TASK TO CARRY OUT:
Lay out the lines below as a numbered list, from the line containing "Annotate all occurrences of dark gray" through the line containing "[7,0,1200,800]", skipping blank lines. Leave the pictures out of the list.

DATA ENTRIES:
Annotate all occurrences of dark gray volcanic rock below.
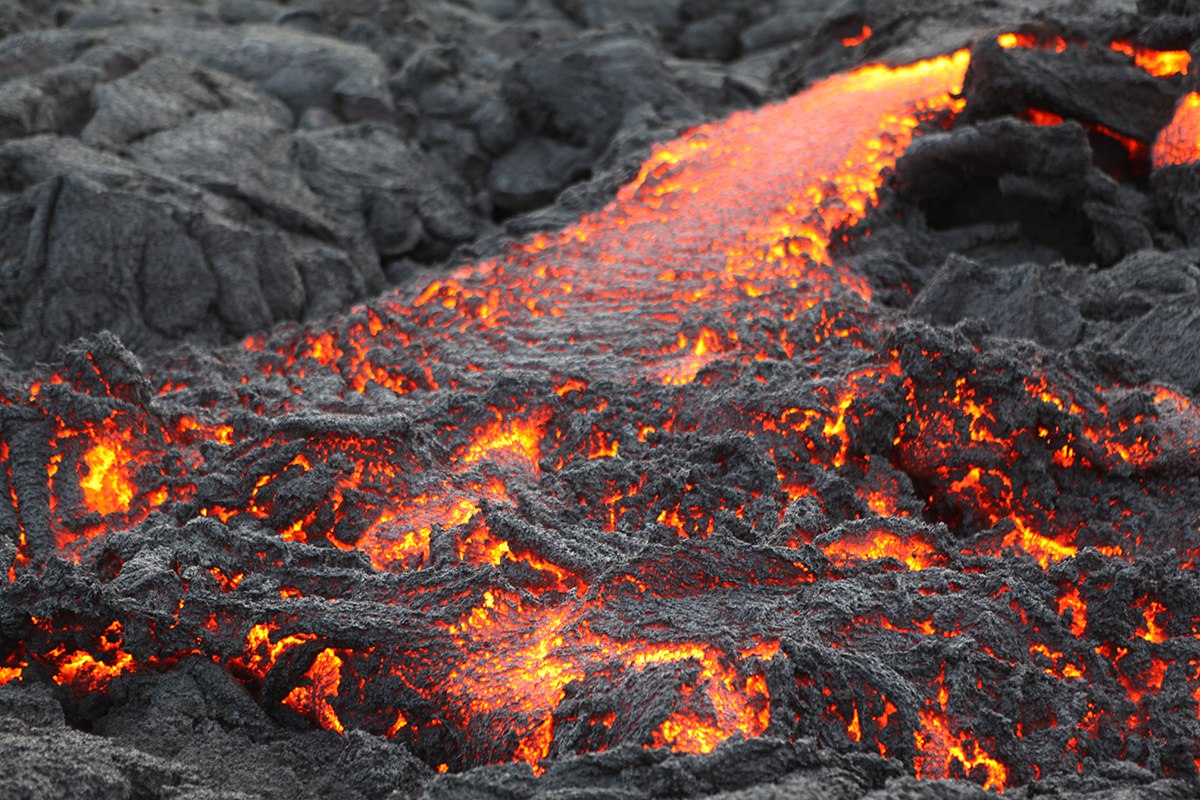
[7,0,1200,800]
--
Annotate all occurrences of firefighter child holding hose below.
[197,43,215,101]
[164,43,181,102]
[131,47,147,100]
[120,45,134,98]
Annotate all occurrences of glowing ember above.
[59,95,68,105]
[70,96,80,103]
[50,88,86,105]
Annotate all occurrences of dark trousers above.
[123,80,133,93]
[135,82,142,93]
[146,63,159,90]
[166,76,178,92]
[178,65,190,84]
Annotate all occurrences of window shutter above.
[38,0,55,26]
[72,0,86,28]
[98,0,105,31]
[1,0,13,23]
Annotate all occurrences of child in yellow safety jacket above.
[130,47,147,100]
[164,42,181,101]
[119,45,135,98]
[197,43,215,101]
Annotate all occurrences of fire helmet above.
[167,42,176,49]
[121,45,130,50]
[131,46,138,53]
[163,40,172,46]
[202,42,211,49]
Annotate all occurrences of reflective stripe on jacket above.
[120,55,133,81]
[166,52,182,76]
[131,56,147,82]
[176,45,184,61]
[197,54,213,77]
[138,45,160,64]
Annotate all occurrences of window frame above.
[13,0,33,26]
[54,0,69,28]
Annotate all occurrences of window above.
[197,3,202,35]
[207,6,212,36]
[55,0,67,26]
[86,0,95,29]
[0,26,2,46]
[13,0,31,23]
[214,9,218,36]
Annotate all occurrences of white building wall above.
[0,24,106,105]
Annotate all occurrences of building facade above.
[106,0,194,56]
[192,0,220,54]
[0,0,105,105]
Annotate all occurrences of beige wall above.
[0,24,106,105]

ANSWER:
1. Annotate all occurrences of dark gray volcanic rock below.
2. [7,0,1200,800]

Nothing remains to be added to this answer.